[Data listing]
*****

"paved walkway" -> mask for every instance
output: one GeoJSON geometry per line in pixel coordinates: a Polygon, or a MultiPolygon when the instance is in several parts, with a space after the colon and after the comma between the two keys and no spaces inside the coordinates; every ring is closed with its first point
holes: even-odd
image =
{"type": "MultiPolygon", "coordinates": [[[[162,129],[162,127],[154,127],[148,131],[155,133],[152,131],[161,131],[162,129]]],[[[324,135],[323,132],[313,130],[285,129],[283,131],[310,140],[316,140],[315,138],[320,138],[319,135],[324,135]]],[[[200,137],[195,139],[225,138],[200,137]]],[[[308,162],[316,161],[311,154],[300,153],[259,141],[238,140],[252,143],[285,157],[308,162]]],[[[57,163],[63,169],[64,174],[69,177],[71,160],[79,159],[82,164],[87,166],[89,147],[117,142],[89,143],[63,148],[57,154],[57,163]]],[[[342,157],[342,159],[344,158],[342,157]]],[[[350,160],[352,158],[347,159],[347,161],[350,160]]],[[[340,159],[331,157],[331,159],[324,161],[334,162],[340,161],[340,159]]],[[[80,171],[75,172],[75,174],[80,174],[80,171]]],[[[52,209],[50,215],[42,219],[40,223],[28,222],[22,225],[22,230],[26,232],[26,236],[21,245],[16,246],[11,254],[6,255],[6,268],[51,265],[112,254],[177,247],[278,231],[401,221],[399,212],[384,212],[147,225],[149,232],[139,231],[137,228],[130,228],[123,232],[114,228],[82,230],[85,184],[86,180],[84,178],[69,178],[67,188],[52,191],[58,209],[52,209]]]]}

*****

Extract all of the data shown above and repeat it verbatim.

* [EXPECTED OUTPUT]
"paved walkway" -> mask for every instance
output: one GeoJSON geometry per line in pixel coordinates: a Polygon, or a MultiPolygon when the instance is in several parts, with a space after the colon and after the comma between the two keys and no spaces inside the coordinates; every ring is closed with its first point
holes: even-odd
image =
{"type": "MultiPolygon", "coordinates": [[[[162,129],[162,127],[154,127],[148,131],[155,133],[152,131],[161,131],[162,129]]],[[[324,135],[323,132],[313,130],[285,129],[283,131],[310,140],[316,140],[315,138],[320,138],[319,135],[324,135]]],[[[200,137],[195,139],[225,138],[200,137]]],[[[308,162],[316,161],[311,154],[300,153],[259,141],[238,140],[252,143],[285,157],[308,162]]],[[[57,163],[63,169],[64,174],[69,177],[71,160],[79,159],[82,164],[87,166],[89,147],[117,142],[89,143],[63,148],[57,154],[57,163]]],[[[342,157],[342,159],[344,158],[342,157]]],[[[350,160],[352,158],[347,159],[347,161],[350,160]]],[[[340,159],[331,157],[331,159],[324,161],[334,162],[340,161],[340,159]]],[[[80,171],[75,172],[75,174],[80,174],[80,171]]],[[[52,209],[50,215],[42,219],[40,223],[28,222],[22,225],[22,230],[26,232],[26,236],[21,245],[16,246],[11,254],[6,255],[6,268],[51,265],[112,254],[177,247],[278,231],[401,221],[399,212],[384,212],[147,225],[149,232],[139,231],[137,228],[130,228],[123,232],[114,228],[82,230],[85,184],[86,180],[84,178],[69,178],[67,188],[52,191],[58,209],[52,209]]]]}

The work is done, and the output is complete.